==== Document text ====

Yet, who can love you as much as you yourself can? Am I saying to be egotistical or self-serving? To think you are better than everyone else? No. Self-love and self-centeredness are very different. Everyone has their good and bad qualities, their varying strengths and weaknesses. To think we are a better person compared to others based solely on a few qualities, especially qualities that we have little control over, is incorrect. Loving ourselves does not give us free rein to subjugate others or to hate others for not being us. Loving ourselves means to accept ourselves for the person we are and love our own unique qualities for what they are. Loving ourselves is a relationship we enjoy with ourselves and has nothing to do with others.

To love ourselves, we need to know our own personal identity, the identity that isn’t dependent on anyone else. Imagine you are in a deserted island with no one around. No one knows your name. No one will expect anything of you. No one will care what you say or what you do or what you feel or what you want. Who are you in that moment? What kind of person are you? That is your true personal identity. That is what you want to change if you indeed want to change it. If you want to change yourself, it should only be to better yourself and to accept yourself more fully, with or without the need for acceptance from others. This identity is the one we have to come to terms with, the one we need to learn to accept and all that comes with it, its good and bad and strengths and weaknesses. Once we accept ourselves fully, we learn to love ourselves fully and this is the love, which we in turn must learn to give out to others. There is a fine line between wanting to change and still being at peace with the person you are and wanting change because you are displeased with yourself.

==== Entries supplied ====

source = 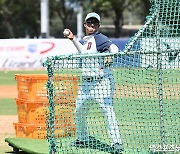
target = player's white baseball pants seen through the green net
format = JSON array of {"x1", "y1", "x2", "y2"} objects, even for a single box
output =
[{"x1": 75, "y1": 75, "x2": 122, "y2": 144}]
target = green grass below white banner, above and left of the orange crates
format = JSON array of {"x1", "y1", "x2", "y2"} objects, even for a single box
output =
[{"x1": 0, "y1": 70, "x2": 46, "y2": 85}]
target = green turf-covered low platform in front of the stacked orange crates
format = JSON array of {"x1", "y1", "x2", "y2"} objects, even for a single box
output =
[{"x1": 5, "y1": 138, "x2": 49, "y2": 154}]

====
==== Entries supplied ====

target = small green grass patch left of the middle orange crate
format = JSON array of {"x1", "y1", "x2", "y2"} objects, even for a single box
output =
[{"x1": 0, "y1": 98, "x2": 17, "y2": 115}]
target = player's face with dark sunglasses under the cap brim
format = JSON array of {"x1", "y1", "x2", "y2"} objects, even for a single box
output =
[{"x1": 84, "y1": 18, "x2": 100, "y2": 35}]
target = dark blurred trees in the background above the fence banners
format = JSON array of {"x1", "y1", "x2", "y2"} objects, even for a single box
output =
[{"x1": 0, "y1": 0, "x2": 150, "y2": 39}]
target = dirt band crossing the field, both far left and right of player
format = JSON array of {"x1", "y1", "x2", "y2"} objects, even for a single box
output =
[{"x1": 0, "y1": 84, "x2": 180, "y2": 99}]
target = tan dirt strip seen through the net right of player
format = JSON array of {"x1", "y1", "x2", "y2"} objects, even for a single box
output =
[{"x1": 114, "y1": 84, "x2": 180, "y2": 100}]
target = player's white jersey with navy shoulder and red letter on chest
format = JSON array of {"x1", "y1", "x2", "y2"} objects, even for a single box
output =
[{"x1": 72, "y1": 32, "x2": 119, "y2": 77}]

====

Check your understanding ->
1 – Using the passage on self-love, say whether each statement agrees with it, giving yes or no and quoting the deciding words: (a) self-love and self-centeredness are very different; (b) loving ourselves depends on how others see us; (c) any change to yourself should only be to better yourself and accept yourself more fully.
2 – List every sentence in the passage on self-love that ends with a question mark.

Task-by-task results ->
1 –
(a) Yes: "Self-love and self-centeredness are very different."
(b) No: "Loving ourselves is a relationship we enjoy with ourselves and has nothing to do with others."
(c) Yes: "it should only be to better yourself and to accept yourself more fully"

2 –
1. Yet, who can love you as much as you yourself can?
2. Am I saying to be egotistical or self-serving?
3. To think you are better than everyone else?
4. Who are you in that moment?
5. What kind of person are you?